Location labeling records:
------------------------------
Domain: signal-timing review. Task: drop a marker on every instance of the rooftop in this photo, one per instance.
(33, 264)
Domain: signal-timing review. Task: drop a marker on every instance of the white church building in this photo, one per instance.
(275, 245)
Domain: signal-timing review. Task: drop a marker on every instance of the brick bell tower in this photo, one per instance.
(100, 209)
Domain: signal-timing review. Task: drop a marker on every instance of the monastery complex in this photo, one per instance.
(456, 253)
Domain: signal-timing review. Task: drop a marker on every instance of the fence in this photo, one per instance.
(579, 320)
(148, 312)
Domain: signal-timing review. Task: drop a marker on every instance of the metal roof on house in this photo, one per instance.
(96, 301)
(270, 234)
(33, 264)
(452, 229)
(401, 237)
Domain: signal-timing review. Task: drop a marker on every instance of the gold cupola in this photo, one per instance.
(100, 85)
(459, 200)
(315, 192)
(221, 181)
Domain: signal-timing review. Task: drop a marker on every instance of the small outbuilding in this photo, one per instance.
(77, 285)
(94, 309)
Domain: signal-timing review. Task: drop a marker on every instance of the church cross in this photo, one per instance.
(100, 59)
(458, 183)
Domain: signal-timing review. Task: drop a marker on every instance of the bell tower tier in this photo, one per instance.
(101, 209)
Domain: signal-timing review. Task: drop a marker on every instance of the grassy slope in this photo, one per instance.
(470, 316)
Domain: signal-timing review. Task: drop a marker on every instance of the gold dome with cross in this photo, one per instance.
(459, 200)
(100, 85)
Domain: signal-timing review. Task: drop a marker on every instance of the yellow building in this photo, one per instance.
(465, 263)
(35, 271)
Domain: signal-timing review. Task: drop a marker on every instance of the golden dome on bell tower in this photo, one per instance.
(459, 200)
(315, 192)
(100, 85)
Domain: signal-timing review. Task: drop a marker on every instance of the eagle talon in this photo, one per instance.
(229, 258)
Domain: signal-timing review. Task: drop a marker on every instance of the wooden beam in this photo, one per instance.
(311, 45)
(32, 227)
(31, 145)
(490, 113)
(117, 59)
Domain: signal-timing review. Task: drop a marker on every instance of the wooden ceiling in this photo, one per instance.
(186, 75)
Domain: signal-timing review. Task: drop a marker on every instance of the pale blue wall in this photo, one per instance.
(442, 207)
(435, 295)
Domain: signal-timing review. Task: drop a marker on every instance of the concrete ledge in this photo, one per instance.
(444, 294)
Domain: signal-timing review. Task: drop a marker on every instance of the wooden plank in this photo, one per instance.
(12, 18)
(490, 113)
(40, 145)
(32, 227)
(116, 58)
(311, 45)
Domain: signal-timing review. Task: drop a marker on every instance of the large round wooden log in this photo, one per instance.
------------------------------
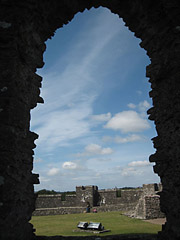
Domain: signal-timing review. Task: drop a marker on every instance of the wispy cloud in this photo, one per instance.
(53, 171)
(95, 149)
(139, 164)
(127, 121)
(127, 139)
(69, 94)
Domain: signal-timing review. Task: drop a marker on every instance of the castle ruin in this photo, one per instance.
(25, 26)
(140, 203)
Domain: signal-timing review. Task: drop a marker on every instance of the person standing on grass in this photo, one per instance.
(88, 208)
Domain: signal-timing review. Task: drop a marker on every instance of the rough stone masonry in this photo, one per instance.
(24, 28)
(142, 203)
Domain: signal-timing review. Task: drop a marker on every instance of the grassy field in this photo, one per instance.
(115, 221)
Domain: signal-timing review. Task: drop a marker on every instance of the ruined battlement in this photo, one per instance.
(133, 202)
------------------------------
» GIVEN TASK
Pull out every line of the records above that contains the word "church", copying each one in full. Case counts.

» SOLUTION TO THIS TASK
Domain: signal-timing review. Task: drop a marker on every instance of the white church building in this photo, one per instance.
Domain: signal-timing review. Task: drop a marker on every instance of the church cross in this photo, one per instance.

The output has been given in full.